GIVEN PROBLEM:
Write out the rows again, from the line containing "Highlight red tilaka" through the end of the rows, both ends included, with the requests kept, offsetting every bounding-box coordinate in the answers by adding 27.

LISTED RECORDS:
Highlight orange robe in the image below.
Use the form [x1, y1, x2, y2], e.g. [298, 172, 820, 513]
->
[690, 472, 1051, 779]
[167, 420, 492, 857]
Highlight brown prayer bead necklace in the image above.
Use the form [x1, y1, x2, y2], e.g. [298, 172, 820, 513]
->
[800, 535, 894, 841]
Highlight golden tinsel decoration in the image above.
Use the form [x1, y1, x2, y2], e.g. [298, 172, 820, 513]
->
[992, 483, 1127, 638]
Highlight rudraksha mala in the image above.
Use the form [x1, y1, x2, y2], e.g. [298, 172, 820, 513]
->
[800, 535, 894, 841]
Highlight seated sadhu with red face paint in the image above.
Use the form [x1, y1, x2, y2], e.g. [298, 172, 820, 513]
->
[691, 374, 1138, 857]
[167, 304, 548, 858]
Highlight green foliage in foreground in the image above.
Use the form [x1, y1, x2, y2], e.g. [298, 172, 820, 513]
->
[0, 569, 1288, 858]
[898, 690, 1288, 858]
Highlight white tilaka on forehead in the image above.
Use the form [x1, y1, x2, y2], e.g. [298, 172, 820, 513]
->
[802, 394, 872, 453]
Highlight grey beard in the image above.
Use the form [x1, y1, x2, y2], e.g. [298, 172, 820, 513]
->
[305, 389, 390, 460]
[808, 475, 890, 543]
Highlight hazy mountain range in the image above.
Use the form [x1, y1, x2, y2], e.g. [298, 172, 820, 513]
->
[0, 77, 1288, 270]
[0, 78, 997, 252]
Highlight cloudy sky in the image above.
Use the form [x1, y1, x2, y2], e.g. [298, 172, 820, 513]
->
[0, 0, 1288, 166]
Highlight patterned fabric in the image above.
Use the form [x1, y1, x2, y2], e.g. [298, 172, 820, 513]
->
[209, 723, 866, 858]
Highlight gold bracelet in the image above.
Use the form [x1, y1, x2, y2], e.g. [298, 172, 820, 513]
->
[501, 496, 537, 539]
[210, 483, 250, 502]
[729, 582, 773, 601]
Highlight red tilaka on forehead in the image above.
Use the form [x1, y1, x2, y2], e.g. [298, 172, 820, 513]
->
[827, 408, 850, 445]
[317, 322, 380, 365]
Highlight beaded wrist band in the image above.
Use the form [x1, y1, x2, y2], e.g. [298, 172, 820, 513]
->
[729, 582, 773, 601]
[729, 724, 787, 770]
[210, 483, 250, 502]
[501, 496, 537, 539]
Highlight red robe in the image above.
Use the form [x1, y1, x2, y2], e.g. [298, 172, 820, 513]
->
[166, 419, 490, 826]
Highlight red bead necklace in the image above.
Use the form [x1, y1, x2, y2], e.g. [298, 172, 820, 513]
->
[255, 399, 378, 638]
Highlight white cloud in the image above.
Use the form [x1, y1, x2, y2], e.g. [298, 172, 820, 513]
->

RESPONSE TO THIS TASK:
Highlight red tilaka on forehead in the image above.
Use the form [x1, y1, x2, y2], e.g. [298, 172, 820, 513]
->
[854, 435, 877, 472]
[344, 349, 407, 392]
Highlight beaded wrist band in the image above.
Use the form [x1, y1, x2, y2], e.g. [298, 172, 820, 513]
->
[756, 609, 800, 628]
[756, 751, 814, 797]
[237, 510, 277, 529]
[528, 523, 564, 566]
Highlight red robe in the image above.
Use the form [x1, y1, x2, y2], e.g. [298, 172, 820, 513]
->
[193, 446, 517, 853]
Highlight red bead necklace in the image above.
Use the form [x1, y1, x2, y2], e.g. [298, 172, 820, 513]
->
[282, 426, 405, 665]
Highlight white cloud in the image above.
Use the form [x1, y1, x2, y2], e.g. [298, 172, 820, 513]
->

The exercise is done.